==== Recorded data ====

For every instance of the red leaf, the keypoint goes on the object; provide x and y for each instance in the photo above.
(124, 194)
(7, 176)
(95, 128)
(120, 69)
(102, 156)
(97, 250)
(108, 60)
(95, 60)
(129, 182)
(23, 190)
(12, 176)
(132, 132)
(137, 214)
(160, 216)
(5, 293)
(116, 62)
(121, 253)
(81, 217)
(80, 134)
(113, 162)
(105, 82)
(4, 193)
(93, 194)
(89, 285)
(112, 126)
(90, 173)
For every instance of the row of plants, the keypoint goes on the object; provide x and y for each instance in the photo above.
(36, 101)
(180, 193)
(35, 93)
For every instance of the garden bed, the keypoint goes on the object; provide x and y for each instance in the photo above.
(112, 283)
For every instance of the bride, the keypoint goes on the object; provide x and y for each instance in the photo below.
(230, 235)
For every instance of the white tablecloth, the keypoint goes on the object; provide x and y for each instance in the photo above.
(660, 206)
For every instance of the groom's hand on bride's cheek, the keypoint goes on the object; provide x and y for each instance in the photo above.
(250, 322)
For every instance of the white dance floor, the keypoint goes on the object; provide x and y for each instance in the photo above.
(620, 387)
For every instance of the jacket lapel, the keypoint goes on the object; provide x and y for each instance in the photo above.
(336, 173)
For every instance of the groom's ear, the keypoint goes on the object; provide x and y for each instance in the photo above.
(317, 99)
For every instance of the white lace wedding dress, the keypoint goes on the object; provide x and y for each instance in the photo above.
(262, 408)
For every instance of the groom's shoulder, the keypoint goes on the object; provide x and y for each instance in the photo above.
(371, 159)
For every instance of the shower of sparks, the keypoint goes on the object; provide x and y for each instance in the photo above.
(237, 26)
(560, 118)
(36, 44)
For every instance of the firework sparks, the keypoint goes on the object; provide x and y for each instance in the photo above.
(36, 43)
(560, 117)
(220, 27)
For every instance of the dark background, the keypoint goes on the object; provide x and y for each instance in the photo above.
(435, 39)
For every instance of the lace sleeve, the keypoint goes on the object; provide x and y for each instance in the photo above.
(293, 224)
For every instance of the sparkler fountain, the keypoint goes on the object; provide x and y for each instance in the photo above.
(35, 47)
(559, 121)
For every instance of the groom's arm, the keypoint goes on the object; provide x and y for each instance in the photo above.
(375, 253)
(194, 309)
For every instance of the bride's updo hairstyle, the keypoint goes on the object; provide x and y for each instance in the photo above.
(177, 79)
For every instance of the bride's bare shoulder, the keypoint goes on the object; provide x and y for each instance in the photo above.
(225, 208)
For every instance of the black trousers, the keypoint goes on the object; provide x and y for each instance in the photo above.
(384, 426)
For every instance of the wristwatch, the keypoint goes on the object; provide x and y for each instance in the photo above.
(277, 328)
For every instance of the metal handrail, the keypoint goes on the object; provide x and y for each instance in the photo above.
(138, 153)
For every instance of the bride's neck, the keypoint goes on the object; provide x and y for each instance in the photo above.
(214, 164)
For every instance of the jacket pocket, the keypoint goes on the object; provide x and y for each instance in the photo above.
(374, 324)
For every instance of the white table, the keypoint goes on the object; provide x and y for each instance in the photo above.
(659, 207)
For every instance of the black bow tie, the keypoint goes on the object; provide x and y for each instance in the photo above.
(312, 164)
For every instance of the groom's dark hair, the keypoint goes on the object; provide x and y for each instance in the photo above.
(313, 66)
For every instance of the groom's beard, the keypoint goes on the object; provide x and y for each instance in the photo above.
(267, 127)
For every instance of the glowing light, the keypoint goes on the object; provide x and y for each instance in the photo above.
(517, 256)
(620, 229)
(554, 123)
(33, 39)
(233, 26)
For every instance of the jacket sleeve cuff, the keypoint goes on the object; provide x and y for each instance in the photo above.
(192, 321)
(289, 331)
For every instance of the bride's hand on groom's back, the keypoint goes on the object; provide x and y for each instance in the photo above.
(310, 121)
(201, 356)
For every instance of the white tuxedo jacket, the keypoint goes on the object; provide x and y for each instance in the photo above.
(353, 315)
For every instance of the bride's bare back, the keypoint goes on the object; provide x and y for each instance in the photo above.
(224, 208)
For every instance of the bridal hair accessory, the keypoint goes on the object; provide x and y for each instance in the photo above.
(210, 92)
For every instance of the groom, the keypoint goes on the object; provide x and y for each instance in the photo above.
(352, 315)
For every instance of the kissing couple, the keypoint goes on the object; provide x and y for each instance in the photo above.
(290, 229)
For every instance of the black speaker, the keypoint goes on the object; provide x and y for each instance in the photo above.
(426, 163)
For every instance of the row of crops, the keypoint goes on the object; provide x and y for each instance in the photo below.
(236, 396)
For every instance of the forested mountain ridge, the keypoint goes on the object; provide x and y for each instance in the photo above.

====

*Aim of the exercise:*
Please repeat the material above, word for word and in full.

*Correct output:*
For every instance of the red leaf, the keypoint goes on the object; provide x and y for each instance in the photo above.
(124, 194)
(7, 176)
(95, 128)
(120, 69)
(102, 156)
(97, 250)
(108, 60)
(95, 60)
(129, 182)
(23, 190)
(12, 176)
(132, 132)
(137, 214)
(160, 216)
(5, 293)
(116, 62)
(121, 253)
(81, 217)
(80, 134)
(113, 162)
(105, 82)
(4, 193)
(93, 194)
(89, 285)
(112, 126)
(90, 173)
For every instance of the row of plants, the keypoint goes on the object; provide x and y for each instance in the photo above.
(36, 101)
(180, 193)
(35, 93)
For every instance of the garden bed, the keypoint goes on the object; provide x and y for each instance in the photo above.
(112, 283)
For every instance of the bride, the keypoint goes on the object; provide x and y for each instance in the photo below.
(230, 235)
For every instance of the white tablecloth, the keypoint goes on the object; provide x and y for each instance in the photo above.
(660, 206)
For every instance of the groom's hand on bride's cheek, the keypoint goes on the object; provide x and y for each instance in the photo above.
(250, 322)
For every instance of the white dance floor, the keypoint goes on the object; provide x and y for each instance in the photo above.
(620, 387)
For every instance of the jacket lapel, the keypoint goes on the object; provide x and y for each instance in the photo above.
(336, 173)
For every instance of the groom's ear, the keypoint goes on the object; provide x and y for each instance in the photo above.
(317, 99)
For every instance of the white lace wedding dress, the keypoint goes on the object; provide x and y for each instance in the photo above.
(262, 408)
For every instance of the groom's shoulder, the keypoint goes on the object; provide x and y for each instance in the photo above.
(371, 159)
For every instance of the shower of sparks, the keypoint goes on the object; provide x and y for each instance in the photo above.
(237, 26)
(560, 118)
(36, 44)
For every instance of the firework sparks, the keypoint goes on the object; provide x and y for each instance in the photo above.
(36, 43)
(560, 117)
(220, 27)
For every instance of the dark background, the keypoint goes on the object; provide x and y for each instance in the photo above.
(435, 39)
For every instance of the lace sleeve, the keypoint goes on the object; provide x and y for each instance in the photo above.
(293, 224)
For every instance of the sparkler fountain, the keypoint goes on the object; provide x and y for each instance in the photo above.
(35, 47)
(559, 121)
For every instance of the groom's arm, the keypoint goes on the object; provide x and y for each instance in the photo above.
(375, 253)
(194, 309)
For every instance of the bride's updo hairstyle, the keypoint goes on the object; provide x and y for each instance in the photo above.
(177, 79)
For every instance of the bride's bare shoulder, the keypoint goes on the object; provide x and y for each instance in the photo above.
(225, 208)
For every instance of the black trousers, the keypoint goes on the object; provide x and y for each instance in the photo above.
(384, 426)
For every instance of the wristwatch, the keypoint goes on the object; provide x and y for each instance in the photo above.
(277, 328)
For every instance of the metal handrail, the keypoint goes on the object; provide x and y for each instance in the photo above.
(138, 153)
For every instance of the bride's neck, the keypoint goes on the object; provide x and y for each instance in the photo above.
(214, 164)
For every instance of the jacket pocket, the keypoint goes on the object; provide x and y for each instance in the photo above.
(374, 324)
For every instance of the white table, the keypoint goes on the object; provide x and y for each instance in the photo above.
(659, 207)
For every instance of the black bow tie, the keypoint goes on the object; provide x and y for each instance in the photo above.
(312, 164)
For every instance of the groom's dark hair, the keypoint goes on the object; provide x and y for each instance in the photo above.
(313, 66)
For every instance of the groom's beard, the keypoint goes on the object; provide x and y for each instance in the photo above.
(267, 127)
For every instance of the glowing light, the keypoint goes on the object; provide x and y for each instance in the photo above.
(517, 256)
(620, 229)
(554, 123)
(33, 39)
(233, 26)
For every instance of the jacket sleeve cuff, the keypoint goes on the object; provide x and y for each instance in the photo above.
(192, 321)
(289, 331)
For every instance of the bride's hand on groom's back, the keypoint goes on the object; provide x and y for each instance in the photo above.
(310, 121)
(201, 356)
For every instance of the white tuxedo jacket, the keypoint goes on the object; provide x and y for each instance in the photo above.
(353, 315)
For every instance of the bride's bare back, the keypoint goes on the object; provide x and y for each instance in the photo above.
(224, 208)
For every instance of the bridal hair accessory, the keypoint goes on the object; provide x and y for each instance in the photo above.
(210, 92)
For every instance of the groom, the keypoint goes on the object; provide x and y for each instance in the photo above.
(352, 315)
For every instance of the kissing couple, the keypoint goes on the object; provide x and y for each instance in the photo above.
(290, 229)
For every instance of the black speaker, the keypoint goes on the object; provide x and y for each instance in the photo above.
(426, 163)
For every instance of the row of crops, the keypoint goes on the object; provide x and y for each instance in the photo below.
(236, 396)
For every instance of the forested mountain ridge, the keypoint goes on the object; provide x and y for each instance in the photo above.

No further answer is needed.